* [AUFGABE 1]: Filtere aus der Auflistung jede Zeile heraus, die die Zeichenfolge „line“ enthält, und gib diese Zeilen unverändert wieder.
* [AUFGABE 2]: Setze bitte den Text zur Druckkündigung nach seinem letzten Satz fort.

* [ENTNOMMENER TEXT]:
§

Drohung der Arbeitsniederlegung begründet keine Druckkündigung
Drohung der Arbeitsniederlegung begründet keine Druckkündigung



Der Kläger war seit November 2007 als Hafenarbeiter bei der Beklagten tätig. Die Beklagte betreibt ein Containerterminal und beschäftigt etwa 1.000 Arbeitnehmer.
 

Erste und zweite Kündigung erfolglos

 
Im September 2011 kündigte die Beklagte das Arbeitsverhältnis. Sie begründete diese wegen des Verdachts einer vom Kläger außerdienstlich begangenen Straftat (Missbrauch eines Kindes).

§

* [ENTNOMMENES MATERIAL]:
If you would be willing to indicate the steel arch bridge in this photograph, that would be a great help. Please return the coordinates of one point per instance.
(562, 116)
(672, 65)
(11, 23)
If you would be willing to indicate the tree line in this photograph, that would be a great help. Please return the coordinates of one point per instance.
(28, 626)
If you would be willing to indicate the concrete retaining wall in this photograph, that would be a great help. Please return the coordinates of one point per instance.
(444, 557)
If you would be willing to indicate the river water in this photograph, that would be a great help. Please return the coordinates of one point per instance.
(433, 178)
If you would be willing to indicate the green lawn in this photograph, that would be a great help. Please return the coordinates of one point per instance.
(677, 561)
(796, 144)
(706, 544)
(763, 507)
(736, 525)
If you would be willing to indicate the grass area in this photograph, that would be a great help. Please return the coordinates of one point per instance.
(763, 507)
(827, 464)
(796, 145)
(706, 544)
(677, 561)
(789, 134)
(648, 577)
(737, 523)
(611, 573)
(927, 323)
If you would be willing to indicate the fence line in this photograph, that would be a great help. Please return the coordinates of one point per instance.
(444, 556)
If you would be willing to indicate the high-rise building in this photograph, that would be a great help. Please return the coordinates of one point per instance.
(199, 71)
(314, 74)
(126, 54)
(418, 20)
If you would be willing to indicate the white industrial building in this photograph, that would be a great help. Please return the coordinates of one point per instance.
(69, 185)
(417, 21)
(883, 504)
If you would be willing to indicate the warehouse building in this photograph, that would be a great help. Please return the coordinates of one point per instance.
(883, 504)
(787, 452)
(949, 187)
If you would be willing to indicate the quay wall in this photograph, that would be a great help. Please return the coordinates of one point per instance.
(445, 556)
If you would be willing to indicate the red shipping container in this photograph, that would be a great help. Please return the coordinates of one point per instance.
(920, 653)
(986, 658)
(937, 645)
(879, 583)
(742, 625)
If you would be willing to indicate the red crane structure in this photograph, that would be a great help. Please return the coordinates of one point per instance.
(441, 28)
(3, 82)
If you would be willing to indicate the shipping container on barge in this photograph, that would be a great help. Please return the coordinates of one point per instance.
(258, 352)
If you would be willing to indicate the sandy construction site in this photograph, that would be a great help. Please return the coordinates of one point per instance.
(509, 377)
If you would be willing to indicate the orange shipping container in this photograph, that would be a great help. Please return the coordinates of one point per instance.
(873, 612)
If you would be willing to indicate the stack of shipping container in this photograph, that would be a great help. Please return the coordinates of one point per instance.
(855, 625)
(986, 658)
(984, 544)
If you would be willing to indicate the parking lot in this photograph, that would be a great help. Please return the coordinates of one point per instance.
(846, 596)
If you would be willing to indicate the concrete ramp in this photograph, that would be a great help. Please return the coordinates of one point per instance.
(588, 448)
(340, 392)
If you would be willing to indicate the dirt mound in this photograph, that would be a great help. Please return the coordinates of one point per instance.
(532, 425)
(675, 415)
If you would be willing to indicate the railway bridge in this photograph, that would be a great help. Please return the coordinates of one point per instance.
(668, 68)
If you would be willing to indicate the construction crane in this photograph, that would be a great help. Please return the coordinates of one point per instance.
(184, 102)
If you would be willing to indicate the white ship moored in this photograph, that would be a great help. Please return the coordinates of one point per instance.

§

* [LÖSUNG 1]:
If you would be willing to indicate the tree line in this photograph, that would be a great help. Please return the coordinates of one point per instance.
If you would be willing to indicate the fence line in this photograph, that would be a great help. Please return the coordinates of one point per instance.

* [LÖSUNG 2]:
Wegen dieser Straftat wurde der Kläger strafrechtlich verurteilt. Die gegen diese Kündigung gerichtete Klage war erstinstanzlich erfolgreich. Nachdem seine Kündigungsschutzklage in erster Instanz erfolgreich war, kündigte die Beklagte das Arbeitsverhältnis im April 2012 erneut. Begründet wurde diese Kündigung damit, dass Mitarbeiter eine weitere Zusammenarbeit mit dem Kläger abgelehnt hätten. Die Rechtsunwirksamkeit dieser Kündigungen steht rechtskräftig fest.
 

Mitarbeiter verweigern Arbeit

 
Als der Kläger im Juni und Juli 2013 an zwei Tagen zum Arbeitsantritt wieder im Betrieb erschien, weigerten sich Mitarbeiter der Beklagten sowie Arbeitnehmer von auf dem Gelände tätigen Drittfirmen, die Tätigkeit aufzunehmen, solange sich der Kläger auf dem Terminalgelände aufhält.
 
Dies veranlasste die Beklagte, dem Kläger ein drittes Mal zu kündigen. Nach Anhörung des Betriebsrats erhielt der Kläger sodann mit Schreiben vom 23. Juli 2013 eine außerordentliche fristlose, hilfsweise fristgerechte Kündigung.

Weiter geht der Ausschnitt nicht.